▸ **Provided text**
## Begin
The collection of all subgradients of f at x is denoted as \(\partial f(x)\) and is called the subdifferential of f at x. If \(\partial f(x) \ne \emptyset \), then f is called subdifferentiable at x. Thus \(x \rightarrow \partial f(x)\) defines a set-valued mapping \(\partial f\) whose domain of definition is defined as

$$\begin{aligned} \text{ dom }(\partial f) := \{x \in \text{ dom }(f) : \partial f(x) \ne \emptyset \}. \end{aligned}$$

Given \(x\in \text{ dom }(\partial f)\) and \(\xi \in \partial f(x)\), the Bregman distance induced by f at x in the direction \(\xi \) is defined by

$$\begin{aligned} D_f^\xi ({\bar{x}}, x) := f({\bar{x}}) - f(x) - \langle \xi , {\bar{x}} - x\rangle , \quad \forall {\bar{x}} \in X \end{aligned}$$

which is always nonnegative.

For a proper function \(f : X\rightarrow (-\infty , \infty ]\), its Legendre–Fenchel conjugate is defined by

$$\begin{aligned} f^*(\xi ) := \sup _{x\in X} \{\langle \xi , x\rangle - f(x)\}, \quad \xi \in X^* \end{aligned}$$

which is a convex function taking values in \((-\infty , \infty ]\). According to the definition we immediately have the Fenchel–Young inequality

$$\begin{aligned} f^*(\xi ) + f(x) \ge \langle \xi , x\rangle \end{aligned}$$
(2.1)
## End
▸ **Record list**
## Begin
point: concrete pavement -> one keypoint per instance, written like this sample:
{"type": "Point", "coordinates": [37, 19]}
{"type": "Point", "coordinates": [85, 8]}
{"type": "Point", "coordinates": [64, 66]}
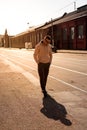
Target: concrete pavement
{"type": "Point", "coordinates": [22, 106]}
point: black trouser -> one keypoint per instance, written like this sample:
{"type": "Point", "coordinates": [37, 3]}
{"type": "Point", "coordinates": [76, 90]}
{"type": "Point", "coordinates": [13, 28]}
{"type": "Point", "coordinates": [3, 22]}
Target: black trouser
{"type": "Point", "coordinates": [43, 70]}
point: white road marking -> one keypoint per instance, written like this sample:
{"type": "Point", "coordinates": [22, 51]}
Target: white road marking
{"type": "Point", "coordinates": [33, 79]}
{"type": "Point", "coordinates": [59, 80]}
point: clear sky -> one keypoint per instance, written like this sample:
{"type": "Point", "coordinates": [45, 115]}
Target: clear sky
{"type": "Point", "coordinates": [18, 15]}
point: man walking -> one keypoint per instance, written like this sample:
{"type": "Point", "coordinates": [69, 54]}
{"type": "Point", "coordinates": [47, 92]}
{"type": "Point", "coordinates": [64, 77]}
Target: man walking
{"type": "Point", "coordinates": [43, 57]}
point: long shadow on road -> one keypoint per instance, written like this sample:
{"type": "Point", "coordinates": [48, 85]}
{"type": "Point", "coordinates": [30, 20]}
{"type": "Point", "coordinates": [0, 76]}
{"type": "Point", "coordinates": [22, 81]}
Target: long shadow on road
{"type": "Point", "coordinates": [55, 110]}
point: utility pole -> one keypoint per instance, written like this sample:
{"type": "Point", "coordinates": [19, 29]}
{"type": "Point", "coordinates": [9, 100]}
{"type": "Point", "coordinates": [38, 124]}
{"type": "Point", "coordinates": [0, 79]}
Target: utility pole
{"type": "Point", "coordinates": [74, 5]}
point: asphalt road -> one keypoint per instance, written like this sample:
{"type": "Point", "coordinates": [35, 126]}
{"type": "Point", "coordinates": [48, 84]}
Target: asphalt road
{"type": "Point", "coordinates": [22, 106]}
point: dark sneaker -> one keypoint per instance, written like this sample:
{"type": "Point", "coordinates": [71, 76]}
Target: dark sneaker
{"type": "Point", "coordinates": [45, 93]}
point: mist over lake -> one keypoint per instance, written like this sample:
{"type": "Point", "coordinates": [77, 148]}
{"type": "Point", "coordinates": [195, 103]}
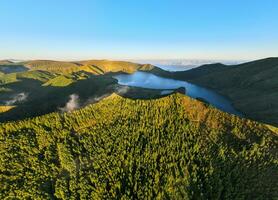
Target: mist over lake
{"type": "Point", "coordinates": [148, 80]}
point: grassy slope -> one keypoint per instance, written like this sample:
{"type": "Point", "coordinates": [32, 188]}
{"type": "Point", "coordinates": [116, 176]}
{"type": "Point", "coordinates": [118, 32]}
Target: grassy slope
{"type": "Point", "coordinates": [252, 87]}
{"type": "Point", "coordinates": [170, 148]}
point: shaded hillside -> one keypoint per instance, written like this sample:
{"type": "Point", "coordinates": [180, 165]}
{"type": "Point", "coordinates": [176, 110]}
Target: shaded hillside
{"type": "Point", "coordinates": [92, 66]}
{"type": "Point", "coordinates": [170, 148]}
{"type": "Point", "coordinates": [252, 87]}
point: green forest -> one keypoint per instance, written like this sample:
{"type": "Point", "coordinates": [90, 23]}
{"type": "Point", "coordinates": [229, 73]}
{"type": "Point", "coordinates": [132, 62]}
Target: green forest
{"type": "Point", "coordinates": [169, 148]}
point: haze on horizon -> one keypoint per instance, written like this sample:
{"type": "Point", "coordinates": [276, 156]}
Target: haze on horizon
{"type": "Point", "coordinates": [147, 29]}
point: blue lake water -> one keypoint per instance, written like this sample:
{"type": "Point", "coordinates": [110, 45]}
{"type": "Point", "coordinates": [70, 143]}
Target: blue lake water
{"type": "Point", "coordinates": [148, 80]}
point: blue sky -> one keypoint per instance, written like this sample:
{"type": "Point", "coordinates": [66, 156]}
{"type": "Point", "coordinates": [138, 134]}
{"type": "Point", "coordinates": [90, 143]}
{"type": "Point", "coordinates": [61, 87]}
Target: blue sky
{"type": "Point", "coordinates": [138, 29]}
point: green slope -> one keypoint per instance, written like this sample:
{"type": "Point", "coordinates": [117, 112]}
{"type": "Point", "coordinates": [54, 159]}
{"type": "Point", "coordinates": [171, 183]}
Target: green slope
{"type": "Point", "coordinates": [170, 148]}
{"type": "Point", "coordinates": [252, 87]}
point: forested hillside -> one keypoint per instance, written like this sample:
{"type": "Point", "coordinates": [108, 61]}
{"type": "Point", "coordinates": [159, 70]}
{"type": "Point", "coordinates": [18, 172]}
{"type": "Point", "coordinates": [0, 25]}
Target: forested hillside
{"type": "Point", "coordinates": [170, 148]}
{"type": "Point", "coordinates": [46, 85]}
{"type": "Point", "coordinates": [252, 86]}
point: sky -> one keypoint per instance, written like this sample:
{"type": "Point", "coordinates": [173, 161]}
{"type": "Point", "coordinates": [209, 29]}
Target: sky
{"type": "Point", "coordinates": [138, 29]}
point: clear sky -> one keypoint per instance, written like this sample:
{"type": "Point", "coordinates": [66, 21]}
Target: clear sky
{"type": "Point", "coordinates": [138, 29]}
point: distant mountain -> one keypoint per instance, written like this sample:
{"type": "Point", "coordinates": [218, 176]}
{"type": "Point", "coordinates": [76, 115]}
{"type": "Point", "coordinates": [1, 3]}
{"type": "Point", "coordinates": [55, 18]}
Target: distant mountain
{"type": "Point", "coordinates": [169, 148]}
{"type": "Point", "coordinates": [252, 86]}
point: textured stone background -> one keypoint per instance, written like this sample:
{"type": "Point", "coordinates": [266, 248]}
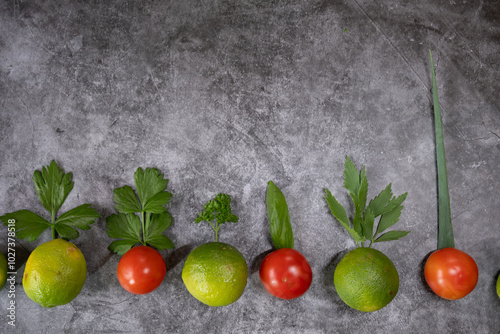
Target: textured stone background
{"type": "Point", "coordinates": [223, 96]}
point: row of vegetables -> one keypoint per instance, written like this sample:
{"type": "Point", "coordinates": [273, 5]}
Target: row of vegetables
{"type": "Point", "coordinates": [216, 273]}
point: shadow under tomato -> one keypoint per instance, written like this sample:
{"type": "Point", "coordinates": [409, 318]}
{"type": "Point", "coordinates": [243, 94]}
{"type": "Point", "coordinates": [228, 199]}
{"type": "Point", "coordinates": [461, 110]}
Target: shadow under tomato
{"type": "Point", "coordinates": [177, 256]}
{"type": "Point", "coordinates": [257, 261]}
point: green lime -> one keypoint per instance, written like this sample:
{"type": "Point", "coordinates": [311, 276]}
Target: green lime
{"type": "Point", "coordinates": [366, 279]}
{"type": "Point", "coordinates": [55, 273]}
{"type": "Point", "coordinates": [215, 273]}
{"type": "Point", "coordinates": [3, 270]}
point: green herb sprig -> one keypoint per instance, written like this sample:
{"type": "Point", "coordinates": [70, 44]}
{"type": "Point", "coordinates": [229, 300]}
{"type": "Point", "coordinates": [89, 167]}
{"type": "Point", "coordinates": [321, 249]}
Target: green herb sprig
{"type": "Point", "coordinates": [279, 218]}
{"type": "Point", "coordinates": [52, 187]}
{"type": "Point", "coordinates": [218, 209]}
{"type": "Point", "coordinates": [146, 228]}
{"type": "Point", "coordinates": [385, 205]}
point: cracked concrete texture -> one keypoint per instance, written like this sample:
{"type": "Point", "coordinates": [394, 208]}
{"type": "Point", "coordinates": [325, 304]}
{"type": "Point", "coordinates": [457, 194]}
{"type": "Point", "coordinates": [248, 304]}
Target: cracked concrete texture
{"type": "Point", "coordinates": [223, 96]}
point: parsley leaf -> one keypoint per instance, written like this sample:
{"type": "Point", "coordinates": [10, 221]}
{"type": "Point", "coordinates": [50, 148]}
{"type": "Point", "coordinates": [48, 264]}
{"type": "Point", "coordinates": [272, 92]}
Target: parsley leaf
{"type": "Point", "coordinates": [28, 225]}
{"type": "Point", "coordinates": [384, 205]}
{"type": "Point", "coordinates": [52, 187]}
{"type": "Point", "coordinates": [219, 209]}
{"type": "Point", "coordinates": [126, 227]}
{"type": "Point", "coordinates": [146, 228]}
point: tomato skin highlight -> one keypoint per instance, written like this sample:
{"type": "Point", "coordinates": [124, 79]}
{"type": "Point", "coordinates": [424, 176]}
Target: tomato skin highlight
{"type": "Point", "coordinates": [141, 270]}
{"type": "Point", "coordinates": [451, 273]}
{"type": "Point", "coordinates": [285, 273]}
## End
▸ **What the task asks**
Could you retype the stretch of the passage on subdifferentials from "The collection of" through "is always nonnegative." word for word?

▸ **Completed exercise**
The collection of all subgradients of f at x is denoted as \(\partial f(x)\) and is called the subdifferential of f at x. If \(\partial f(x) \ne \emptyset \), then f is called subdifferentiable at x. Thus \(x \rightarrow \partial f(x)\) defines a set-valued mapping \(\partial f\) whose domain of definition is defined as

$$\begin{aligned} \text{ dom }(\partial f) := \{x \in \text{ dom }(f) : \partial f(x) \ne \emptyset \}. \end{aligned}$$

Given \(x\in \text{ dom }(\partial f)\) and \(\xi \in \partial f(x)\), the Bregman distance induced by f at x in the direction \(\xi \) is defined by

$$\begin{aligned} D_f^\xi ({\bar{x}}, x) := f({\bar{x}}) - f(x) - \langle \xi , {\bar{x}} - x\rangle , \quad \forall {\bar{x}} \in X \end{aligned}$$

which is always nonnegative.